### OBJECTIVE
Render the part of the records that opens with the line containing "On-screen element detection: the side window" and closes with the line containing "xmin=1045 ymin=394 xmax=1089 ymax=407" as a Markdown table with the columns Row and Record line, numbering each line and leaving out blank lines.
-=-=-=-=-
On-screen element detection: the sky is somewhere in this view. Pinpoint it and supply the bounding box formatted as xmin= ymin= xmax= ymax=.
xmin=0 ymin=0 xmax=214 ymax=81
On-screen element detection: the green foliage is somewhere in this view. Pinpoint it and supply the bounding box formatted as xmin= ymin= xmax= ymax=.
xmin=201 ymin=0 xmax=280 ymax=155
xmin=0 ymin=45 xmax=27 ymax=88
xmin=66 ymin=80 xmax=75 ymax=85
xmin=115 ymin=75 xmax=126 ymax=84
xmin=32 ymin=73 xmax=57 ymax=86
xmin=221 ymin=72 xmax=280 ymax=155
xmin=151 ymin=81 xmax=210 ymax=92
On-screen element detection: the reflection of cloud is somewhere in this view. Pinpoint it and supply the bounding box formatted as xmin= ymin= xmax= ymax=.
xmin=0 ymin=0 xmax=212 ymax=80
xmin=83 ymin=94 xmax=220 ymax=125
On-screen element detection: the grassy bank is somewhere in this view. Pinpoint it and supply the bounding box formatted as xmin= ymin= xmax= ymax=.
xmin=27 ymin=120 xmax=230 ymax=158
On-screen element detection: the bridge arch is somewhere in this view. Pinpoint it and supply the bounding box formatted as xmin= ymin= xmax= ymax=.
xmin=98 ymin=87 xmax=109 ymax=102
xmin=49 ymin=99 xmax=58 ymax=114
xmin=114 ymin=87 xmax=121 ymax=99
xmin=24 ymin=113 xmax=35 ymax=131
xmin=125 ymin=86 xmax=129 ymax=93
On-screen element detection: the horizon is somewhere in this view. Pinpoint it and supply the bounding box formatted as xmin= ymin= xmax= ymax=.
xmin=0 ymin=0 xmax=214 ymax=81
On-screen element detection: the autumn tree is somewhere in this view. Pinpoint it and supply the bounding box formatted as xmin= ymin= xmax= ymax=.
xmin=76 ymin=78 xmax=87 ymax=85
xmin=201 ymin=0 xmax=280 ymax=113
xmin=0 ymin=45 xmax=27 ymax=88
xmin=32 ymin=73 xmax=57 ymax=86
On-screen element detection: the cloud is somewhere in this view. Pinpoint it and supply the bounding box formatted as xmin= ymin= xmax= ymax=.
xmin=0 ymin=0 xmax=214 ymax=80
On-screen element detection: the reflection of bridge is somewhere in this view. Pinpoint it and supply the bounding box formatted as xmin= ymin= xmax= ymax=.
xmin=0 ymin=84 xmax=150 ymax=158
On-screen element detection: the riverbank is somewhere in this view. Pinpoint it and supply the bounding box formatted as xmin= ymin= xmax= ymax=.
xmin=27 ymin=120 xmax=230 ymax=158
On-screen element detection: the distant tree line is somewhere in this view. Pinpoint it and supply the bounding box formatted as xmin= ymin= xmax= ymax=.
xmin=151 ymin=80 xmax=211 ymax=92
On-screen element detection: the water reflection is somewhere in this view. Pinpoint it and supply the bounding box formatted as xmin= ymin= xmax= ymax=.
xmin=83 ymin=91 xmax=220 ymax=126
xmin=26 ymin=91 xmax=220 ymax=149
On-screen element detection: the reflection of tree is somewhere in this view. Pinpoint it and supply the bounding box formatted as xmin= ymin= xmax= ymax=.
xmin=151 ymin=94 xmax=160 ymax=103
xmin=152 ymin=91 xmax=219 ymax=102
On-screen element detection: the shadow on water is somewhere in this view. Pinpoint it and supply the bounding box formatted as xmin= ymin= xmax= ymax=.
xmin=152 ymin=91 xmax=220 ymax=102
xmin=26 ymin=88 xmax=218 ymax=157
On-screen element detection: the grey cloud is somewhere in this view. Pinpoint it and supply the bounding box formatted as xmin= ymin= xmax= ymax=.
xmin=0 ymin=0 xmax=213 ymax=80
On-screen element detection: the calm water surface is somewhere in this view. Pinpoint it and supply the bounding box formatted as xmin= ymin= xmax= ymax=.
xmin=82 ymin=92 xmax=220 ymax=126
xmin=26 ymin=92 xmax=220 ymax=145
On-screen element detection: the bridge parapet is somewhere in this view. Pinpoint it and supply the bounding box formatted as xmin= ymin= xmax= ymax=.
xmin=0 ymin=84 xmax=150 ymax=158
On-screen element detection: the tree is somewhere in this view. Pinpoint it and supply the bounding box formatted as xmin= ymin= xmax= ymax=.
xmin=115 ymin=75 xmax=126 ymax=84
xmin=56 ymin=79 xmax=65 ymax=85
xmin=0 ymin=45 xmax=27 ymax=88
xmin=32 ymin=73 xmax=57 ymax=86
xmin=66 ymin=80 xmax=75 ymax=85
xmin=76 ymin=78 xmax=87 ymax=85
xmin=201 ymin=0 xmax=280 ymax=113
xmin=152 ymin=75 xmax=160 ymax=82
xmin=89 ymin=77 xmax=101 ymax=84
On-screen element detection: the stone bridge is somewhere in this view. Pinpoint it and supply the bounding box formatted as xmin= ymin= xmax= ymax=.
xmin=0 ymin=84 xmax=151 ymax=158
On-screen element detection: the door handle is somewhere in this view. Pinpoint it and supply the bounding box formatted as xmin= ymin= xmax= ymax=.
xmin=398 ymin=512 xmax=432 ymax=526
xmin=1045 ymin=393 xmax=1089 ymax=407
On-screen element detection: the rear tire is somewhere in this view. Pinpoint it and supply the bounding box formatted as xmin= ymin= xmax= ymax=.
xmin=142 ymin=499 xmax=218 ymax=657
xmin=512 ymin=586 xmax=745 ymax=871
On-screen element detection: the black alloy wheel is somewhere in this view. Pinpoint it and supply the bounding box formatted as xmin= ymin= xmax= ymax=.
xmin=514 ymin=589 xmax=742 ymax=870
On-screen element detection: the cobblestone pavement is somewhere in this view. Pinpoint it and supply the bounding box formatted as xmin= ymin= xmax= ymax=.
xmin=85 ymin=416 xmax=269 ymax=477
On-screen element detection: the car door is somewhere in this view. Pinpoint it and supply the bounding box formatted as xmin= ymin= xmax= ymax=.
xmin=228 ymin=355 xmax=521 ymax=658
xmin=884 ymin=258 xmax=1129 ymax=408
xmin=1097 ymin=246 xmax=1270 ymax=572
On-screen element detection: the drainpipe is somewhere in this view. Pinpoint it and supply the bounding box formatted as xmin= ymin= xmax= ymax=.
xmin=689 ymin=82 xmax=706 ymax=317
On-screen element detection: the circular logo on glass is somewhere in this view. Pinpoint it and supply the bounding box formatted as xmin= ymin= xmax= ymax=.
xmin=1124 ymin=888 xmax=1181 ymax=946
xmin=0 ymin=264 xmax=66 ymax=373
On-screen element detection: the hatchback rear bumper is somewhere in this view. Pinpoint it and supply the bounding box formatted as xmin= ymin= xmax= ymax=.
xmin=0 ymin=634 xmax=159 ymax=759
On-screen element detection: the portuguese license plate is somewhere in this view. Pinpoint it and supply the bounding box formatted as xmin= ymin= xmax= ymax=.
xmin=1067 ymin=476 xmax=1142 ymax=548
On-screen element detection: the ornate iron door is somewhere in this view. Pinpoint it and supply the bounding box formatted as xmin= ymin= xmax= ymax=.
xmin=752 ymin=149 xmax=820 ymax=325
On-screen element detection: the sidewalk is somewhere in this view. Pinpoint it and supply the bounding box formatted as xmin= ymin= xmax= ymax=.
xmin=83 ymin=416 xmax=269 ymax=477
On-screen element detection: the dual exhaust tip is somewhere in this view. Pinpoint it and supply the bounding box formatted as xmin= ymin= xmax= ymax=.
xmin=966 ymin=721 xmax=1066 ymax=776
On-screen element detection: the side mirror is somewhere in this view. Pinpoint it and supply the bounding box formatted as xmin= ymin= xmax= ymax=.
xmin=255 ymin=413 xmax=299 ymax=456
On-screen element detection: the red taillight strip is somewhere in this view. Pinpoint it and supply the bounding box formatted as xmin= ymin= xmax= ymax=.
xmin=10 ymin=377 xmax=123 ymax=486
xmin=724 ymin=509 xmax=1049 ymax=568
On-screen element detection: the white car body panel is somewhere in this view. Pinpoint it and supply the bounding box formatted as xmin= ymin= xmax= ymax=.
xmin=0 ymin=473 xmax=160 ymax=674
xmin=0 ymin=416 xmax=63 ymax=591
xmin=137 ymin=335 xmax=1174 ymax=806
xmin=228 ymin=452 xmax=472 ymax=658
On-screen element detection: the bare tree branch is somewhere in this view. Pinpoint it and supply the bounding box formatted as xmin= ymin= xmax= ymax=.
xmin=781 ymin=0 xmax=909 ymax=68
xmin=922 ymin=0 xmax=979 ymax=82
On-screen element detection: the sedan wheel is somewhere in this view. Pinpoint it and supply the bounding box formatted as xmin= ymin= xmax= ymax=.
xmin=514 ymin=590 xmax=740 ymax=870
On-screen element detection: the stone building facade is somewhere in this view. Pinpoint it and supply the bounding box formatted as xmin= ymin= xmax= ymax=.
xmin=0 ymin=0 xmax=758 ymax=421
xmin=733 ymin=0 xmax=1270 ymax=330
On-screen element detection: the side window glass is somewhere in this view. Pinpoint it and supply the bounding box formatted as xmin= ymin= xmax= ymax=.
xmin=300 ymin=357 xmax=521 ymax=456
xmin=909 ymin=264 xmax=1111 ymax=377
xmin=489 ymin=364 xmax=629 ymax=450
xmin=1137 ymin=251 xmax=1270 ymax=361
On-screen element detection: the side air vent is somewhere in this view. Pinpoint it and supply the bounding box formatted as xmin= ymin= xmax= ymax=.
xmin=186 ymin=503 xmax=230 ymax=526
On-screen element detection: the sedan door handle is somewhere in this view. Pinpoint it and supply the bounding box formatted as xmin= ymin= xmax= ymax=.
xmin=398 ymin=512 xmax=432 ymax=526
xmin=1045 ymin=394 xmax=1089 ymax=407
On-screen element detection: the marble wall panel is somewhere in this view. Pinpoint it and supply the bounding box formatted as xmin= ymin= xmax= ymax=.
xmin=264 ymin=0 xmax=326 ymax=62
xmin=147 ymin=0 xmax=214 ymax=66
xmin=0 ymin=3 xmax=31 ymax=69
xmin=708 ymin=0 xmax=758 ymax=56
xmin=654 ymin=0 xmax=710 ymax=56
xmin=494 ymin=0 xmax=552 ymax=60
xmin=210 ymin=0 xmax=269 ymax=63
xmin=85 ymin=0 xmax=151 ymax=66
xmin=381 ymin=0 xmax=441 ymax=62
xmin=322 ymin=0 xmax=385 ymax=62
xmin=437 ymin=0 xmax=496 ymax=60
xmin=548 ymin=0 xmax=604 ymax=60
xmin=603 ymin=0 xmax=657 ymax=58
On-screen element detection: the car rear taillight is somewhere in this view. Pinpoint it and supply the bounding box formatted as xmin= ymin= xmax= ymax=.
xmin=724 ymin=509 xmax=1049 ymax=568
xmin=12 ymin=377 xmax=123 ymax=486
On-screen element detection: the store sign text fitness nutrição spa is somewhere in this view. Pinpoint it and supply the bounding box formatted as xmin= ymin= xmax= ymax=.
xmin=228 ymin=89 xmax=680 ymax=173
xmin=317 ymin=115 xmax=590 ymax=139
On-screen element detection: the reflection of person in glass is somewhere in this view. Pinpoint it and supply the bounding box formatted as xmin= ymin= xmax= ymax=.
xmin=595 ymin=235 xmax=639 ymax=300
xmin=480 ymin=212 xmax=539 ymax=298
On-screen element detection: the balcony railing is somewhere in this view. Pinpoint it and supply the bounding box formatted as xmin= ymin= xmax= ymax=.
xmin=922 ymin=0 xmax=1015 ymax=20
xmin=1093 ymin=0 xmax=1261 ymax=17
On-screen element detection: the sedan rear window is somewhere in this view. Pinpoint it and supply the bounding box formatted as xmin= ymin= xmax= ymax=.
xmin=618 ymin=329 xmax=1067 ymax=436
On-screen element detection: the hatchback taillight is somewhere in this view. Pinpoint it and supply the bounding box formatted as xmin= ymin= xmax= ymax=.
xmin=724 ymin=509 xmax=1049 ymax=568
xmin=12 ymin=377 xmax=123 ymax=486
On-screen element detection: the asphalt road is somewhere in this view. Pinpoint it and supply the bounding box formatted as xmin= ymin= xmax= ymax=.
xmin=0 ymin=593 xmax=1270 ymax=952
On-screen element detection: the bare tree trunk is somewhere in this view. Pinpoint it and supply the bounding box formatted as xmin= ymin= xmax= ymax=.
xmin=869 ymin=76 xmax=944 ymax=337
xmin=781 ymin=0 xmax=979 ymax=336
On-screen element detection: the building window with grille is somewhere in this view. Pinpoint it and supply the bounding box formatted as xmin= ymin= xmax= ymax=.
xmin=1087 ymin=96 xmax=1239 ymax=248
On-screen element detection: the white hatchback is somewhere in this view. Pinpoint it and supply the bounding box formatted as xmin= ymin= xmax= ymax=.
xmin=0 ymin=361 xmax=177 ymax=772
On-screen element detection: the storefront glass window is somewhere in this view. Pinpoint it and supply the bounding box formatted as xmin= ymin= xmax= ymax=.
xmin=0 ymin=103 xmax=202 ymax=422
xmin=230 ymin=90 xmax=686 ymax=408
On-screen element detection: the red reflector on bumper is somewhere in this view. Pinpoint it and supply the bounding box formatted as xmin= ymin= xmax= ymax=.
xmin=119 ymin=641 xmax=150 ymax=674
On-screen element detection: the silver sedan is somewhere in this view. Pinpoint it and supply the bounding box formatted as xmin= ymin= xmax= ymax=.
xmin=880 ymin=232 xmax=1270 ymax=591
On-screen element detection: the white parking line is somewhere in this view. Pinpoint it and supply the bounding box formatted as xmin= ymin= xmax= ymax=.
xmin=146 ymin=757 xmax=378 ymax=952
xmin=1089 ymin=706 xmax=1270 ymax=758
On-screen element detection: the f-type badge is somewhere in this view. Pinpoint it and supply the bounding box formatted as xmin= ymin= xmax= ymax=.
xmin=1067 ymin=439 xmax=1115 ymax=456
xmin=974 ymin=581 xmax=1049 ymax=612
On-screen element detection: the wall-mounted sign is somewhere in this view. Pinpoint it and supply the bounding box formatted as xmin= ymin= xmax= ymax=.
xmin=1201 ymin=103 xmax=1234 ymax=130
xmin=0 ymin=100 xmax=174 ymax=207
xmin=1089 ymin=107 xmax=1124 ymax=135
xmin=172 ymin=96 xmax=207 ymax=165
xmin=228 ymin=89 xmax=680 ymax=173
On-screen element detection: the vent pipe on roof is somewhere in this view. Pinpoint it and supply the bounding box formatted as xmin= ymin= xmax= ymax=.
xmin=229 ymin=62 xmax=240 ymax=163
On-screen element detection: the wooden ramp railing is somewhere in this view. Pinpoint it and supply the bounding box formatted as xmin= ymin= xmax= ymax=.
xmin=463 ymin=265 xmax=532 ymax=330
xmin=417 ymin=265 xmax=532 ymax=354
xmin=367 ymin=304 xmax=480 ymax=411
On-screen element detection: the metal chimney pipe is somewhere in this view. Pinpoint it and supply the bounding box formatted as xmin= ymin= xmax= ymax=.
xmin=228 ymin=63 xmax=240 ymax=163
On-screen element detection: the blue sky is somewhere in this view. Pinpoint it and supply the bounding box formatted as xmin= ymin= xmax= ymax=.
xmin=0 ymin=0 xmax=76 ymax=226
-=-=-=-=-
### THE RESPONSE
| Row | Record line |
|---|---|
| 1 | On-screen element detection: the side window glass is somewhere in this view. Pinpoint it and supply the bounding box formatted as xmin= ymin= xmax= ymax=. |
| 2 | xmin=300 ymin=357 xmax=521 ymax=456 |
| 3 | xmin=909 ymin=264 xmax=1111 ymax=377 |
| 4 | xmin=489 ymin=364 xmax=629 ymax=450 |
| 5 | xmin=1137 ymin=251 xmax=1270 ymax=361 |
| 6 | On-screen element detection: the side air vent is somewhere in this view. Pinpoint it and supply the bounding box formatted as xmin= ymin= xmax= ymax=. |
| 7 | xmin=186 ymin=503 xmax=230 ymax=526 |
| 8 | On-screen element detection: the sedan door handle is somewhere in this view. Pinpoint it and supply the bounding box formatted as xmin= ymin= xmax= ymax=. |
| 9 | xmin=398 ymin=512 xmax=432 ymax=526 |
| 10 | xmin=1045 ymin=394 xmax=1089 ymax=407 |